━━━━━ Trecho fornecido
A Juventus era vista como uma ordem velha e patriarcal atrelada a todos os antigos alicerces do poder na Itália e o Milan uma nova ordem representando a globalização capitalista que determina e manipula os juízos do seu público. Ambas igualmente nefastas.

O fim do capitulo menciona a esquerda ‘caduca’ italiana que se entornou a Internazionale, enaltecida num ligar em Milão chamado Comuna Baires. Um bairro onde se reúnem poetas, artistas e a boeima além de comunistas leitores de Antonio Gramsci, interprete italiano de Karl Marx. Fato que Foer julga estranho, pois é incoerente tomar a Inter gerida por um magnata do petróleo (Massimo Moratti) e tão capitalista quanto todos os outros grandes clubes da Europa, enquanto símbolo ‘anti-Milan’. Nada além de uma oposição de cunho passional.

Corta para 2012. A Juventus voltou a vencer a Série A. Novo escândalo de manipulação de resultados estoura. No último Milan 1×1 Juventus um gol rossoneri de Muntari foi misteriosamente anulado num momento em que ambos os clubes disputavam o topo da tabela. Se anotado o gol poderia ter sido a primeira derrota da Juventus no torneio em que acabou campeã invicta.
━━━━━━━━━━
▶ _Objetivo 1_: Segundo o trecho sobre os clubes italianos, qual magnata do petróleo gere a Inter?
O trecho não tem nenhuma relação com as linhas.
━━━━━ Entradas de dados
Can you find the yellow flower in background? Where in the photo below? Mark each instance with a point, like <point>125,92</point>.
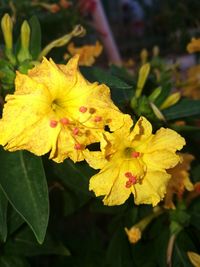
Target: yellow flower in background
<point>194,45</point>
<point>179,181</point>
<point>87,53</point>
<point>54,108</point>
<point>134,234</point>
<point>192,89</point>
<point>134,162</point>
<point>194,258</point>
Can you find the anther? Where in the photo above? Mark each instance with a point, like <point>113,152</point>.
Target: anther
<point>75,131</point>
<point>133,179</point>
<point>92,110</point>
<point>78,146</point>
<point>128,174</point>
<point>135,154</point>
<point>64,121</point>
<point>82,109</point>
<point>128,184</point>
<point>98,119</point>
<point>53,123</point>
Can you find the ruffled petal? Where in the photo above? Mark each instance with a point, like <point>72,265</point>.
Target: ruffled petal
<point>165,139</point>
<point>161,159</point>
<point>152,189</point>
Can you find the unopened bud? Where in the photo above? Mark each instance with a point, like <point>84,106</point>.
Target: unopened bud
<point>24,53</point>
<point>77,31</point>
<point>7,28</point>
<point>156,51</point>
<point>144,56</point>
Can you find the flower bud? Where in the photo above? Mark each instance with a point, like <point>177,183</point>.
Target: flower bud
<point>24,53</point>
<point>7,28</point>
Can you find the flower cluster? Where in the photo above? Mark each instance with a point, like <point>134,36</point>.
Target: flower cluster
<point>55,109</point>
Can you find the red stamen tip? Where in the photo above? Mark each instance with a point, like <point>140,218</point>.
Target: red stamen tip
<point>133,179</point>
<point>78,146</point>
<point>98,119</point>
<point>53,123</point>
<point>82,109</point>
<point>75,131</point>
<point>128,184</point>
<point>128,174</point>
<point>64,121</point>
<point>135,154</point>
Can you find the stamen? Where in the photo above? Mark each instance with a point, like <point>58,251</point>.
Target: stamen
<point>92,110</point>
<point>98,119</point>
<point>82,109</point>
<point>64,121</point>
<point>75,131</point>
<point>132,179</point>
<point>128,184</point>
<point>78,146</point>
<point>53,123</point>
<point>135,154</point>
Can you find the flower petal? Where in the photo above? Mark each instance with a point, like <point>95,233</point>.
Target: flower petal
<point>152,189</point>
<point>166,139</point>
<point>161,159</point>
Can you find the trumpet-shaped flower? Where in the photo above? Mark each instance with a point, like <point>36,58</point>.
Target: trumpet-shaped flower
<point>179,180</point>
<point>135,162</point>
<point>54,108</point>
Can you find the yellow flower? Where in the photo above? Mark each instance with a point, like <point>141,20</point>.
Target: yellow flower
<point>87,53</point>
<point>134,234</point>
<point>135,162</point>
<point>194,258</point>
<point>54,108</point>
<point>192,89</point>
<point>194,45</point>
<point>179,180</point>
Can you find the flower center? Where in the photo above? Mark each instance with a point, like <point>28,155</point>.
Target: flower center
<point>130,152</point>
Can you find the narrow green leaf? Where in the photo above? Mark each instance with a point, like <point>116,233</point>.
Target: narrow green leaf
<point>25,244</point>
<point>118,253</point>
<point>35,40</point>
<point>3,216</point>
<point>75,176</point>
<point>184,108</point>
<point>14,220</point>
<point>182,245</point>
<point>10,261</point>
<point>24,183</point>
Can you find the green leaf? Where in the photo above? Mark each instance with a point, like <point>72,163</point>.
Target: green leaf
<point>118,253</point>
<point>182,245</point>
<point>3,216</point>
<point>10,261</point>
<point>195,213</point>
<point>14,220</point>
<point>184,108</point>
<point>75,176</point>
<point>35,40</point>
<point>24,183</point>
<point>25,244</point>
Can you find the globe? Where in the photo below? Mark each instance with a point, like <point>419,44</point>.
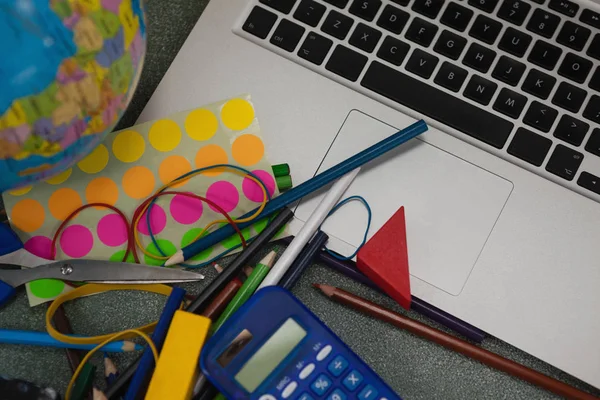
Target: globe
<point>67,73</point>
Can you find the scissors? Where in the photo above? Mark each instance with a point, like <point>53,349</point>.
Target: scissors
<point>17,268</point>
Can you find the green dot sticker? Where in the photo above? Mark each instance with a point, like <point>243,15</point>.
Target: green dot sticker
<point>46,288</point>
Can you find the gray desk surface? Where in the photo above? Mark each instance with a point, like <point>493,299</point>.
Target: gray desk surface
<point>415,368</point>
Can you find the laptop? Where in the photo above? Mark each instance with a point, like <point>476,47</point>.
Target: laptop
<point>502,193</point>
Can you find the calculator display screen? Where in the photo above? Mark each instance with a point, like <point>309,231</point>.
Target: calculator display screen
<point>270,355</point>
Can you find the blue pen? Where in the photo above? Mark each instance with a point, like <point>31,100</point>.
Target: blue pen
<point>304,189</point>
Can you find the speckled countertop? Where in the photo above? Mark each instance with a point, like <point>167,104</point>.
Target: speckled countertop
<point>415,368</point>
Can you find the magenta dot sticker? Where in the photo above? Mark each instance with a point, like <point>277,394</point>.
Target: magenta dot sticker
<point>112,230</point>
<point>253,190</point>
<point>40,246</point>
<point>225,194</point>
<point>158,221</point>
<point>186,210</point>
<point>76,241</point>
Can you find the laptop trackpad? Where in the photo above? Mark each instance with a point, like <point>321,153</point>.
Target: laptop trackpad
<point>451,205</point>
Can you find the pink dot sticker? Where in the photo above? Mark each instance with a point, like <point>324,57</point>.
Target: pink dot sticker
<point>112,230</point>
<point>158,221</point>
<point>76,241</point>
<point>253,190</point>
<point>40,246</point>
<point>186,210</point>
<point>225,194</point>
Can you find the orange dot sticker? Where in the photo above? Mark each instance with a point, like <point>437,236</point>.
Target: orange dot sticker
<point>210,155</point>
<point>63,202</point>
<point>138,182</point>
<point>248,149</point>
<point>102,190</point>
<point>173,167</point>
<point>28,215</point>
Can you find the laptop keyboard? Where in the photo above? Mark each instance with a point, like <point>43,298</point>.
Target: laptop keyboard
<point>522,78</point>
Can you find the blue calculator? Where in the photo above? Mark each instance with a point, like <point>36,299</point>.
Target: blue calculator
<point>273,348</point>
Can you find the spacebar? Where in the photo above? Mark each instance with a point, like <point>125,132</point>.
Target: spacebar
<point>438,105</point>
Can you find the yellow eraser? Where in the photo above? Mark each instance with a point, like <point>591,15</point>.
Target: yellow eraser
<point>177,367</point>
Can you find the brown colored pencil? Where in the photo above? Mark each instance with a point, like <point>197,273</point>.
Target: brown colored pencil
<point>458,345</point>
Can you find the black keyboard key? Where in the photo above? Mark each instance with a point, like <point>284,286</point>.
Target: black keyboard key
<point>571,130</point>
<point>346,63</point>
<point>573,35</point>
<point>508,71</point>
<point>484,5</point>
<point>510,103</point>
<point>540,116</point>
<point>564,162</point>
<point>485,29</point>
<point>538,84</point>
<point>287,35</point>
<point>310,12</point>
<point>529,146</point>
<point>421,32</point>
<point>421,63</point>
<point>590,17</point>
<point>260,22</point>
<point>439,105</point>
<point>480,90</point>
<point>337,25</point>
<point>479,57</point>
<point>514,11</point>
<point>543,23</point>
<point>592,110</point>
<point>315,48</point>
<point>565,7</point>
<point>569,97</point>
<point>450,44</point>
<point>428,8</point>
<point>544,55</point>
<point>365,9</point>
<point>593,144</point>
<point>284,6</point>
<point>450,76</point>
<point>515,42</point>
<point>393,19</point>
<point>393,50</point>
<point>589,181</point>
<point>457,17</point>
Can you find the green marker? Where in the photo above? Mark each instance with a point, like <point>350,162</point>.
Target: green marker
<point>247,290</point>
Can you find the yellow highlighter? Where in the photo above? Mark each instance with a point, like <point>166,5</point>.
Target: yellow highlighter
<point>177,366</point>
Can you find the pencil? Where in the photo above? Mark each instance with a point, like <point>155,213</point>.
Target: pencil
<point>453,343</point>
<point>247,290</point>
<point>304,189</point>
<point>304,259</point>
<point>309,228</point>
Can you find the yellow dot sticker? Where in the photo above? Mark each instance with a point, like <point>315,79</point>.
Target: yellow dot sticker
<point>201,124</point>
<point>95,161</point>
<point>129,146</point>
<point>164,135</point>
<point>237,114</point>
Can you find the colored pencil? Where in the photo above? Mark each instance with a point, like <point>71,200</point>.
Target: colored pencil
<point>304,259</point>
<point>32,338</point>
<point>247,290</point>
<point>304,189</point>
<point>143,374</point>
<point>460,346</point>
<point>349,269</point>
<point>309,228</point>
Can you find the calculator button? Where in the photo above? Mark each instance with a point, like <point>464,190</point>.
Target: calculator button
<point>289,389</point>
<point>353,380</point>
<point>337,366</point>
<point>368,393</point>
<point>324,353</point>
<point>321,385</point>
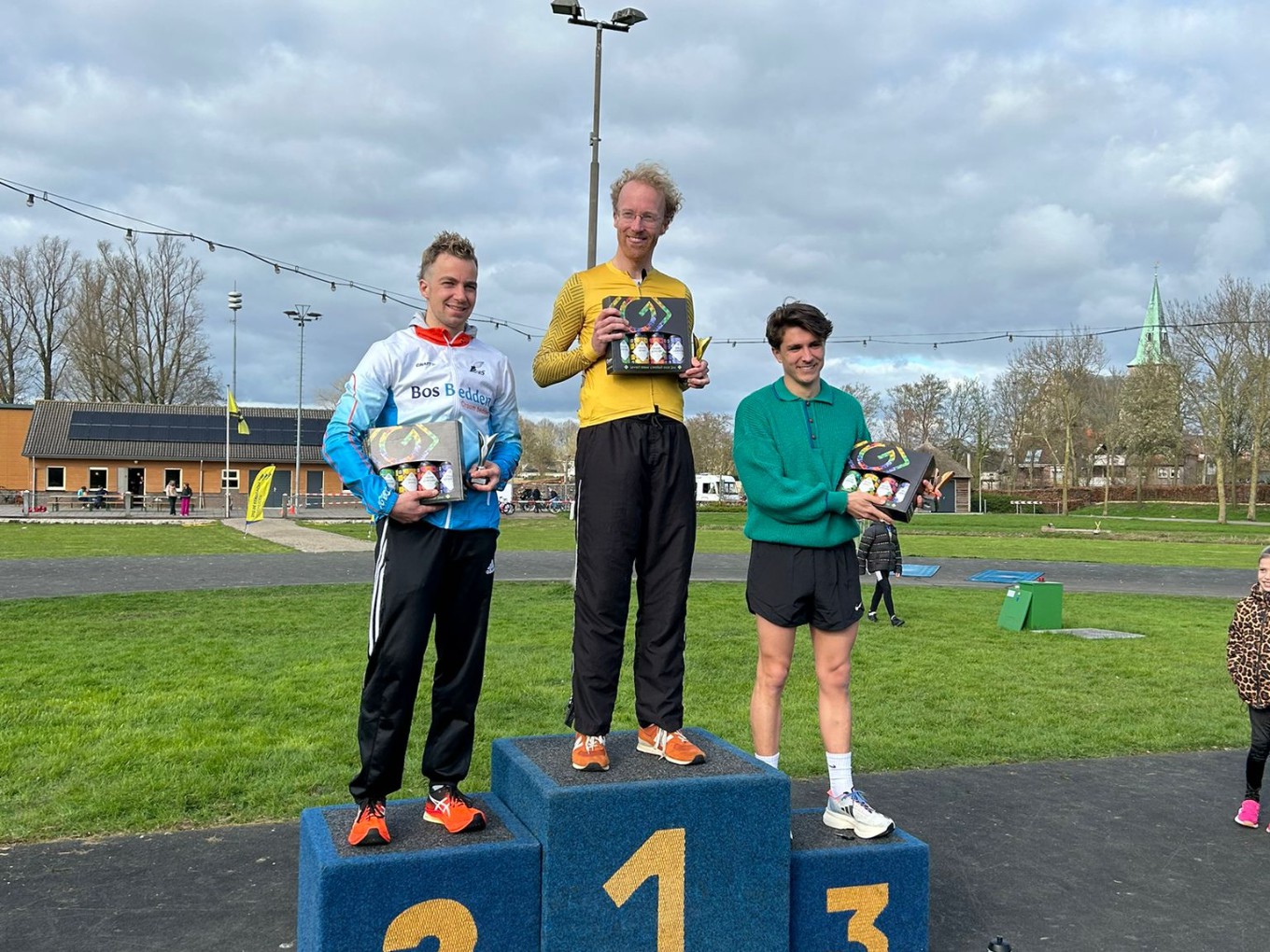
━━━━━━━━━━
▶ _Objetivo 2_: Converta em uma lista JSON de strings, com um item por linha e sem linhas em branco, somente as linhas acima, começando na que contém "Can you find the trumpet-shaped" e terminando na que contém "<point>130,152</point>".

▶ _Resultado final 1_: Massimo Moratti.

▶ _Resultado final 2_:
[
  "Can you find the trumpet-shaped flower? Where in the photo above? Mark each instance with a point, like <point>36,58</point>.",
  "Target: trumpet-shaped flower",
  "<point>179,180</point>",
  "<point>135,162</point>",
  "<point>54,108</point>",
  "Can you find the yellow flower? Where in the photo above? Mark each instance with a point, like <point>141,20</point>.",
  "Target: yellow flower",
  "<point>87,53</point>",
  "<point>134,234</point>",
  "<point>135,162</point>",
  "<point>194,258</point>",
  "<point>54,108</point>",
  "<point>192,89</point>",
  "<point>194,45</point>",
  "<point>179,180</point>",
  "Can you find the flower center? Where in the photo above? Mark each instance with a point, like <point>28,155</point>.",
  "Target: flower center",
  "<point>130,152</point>"
]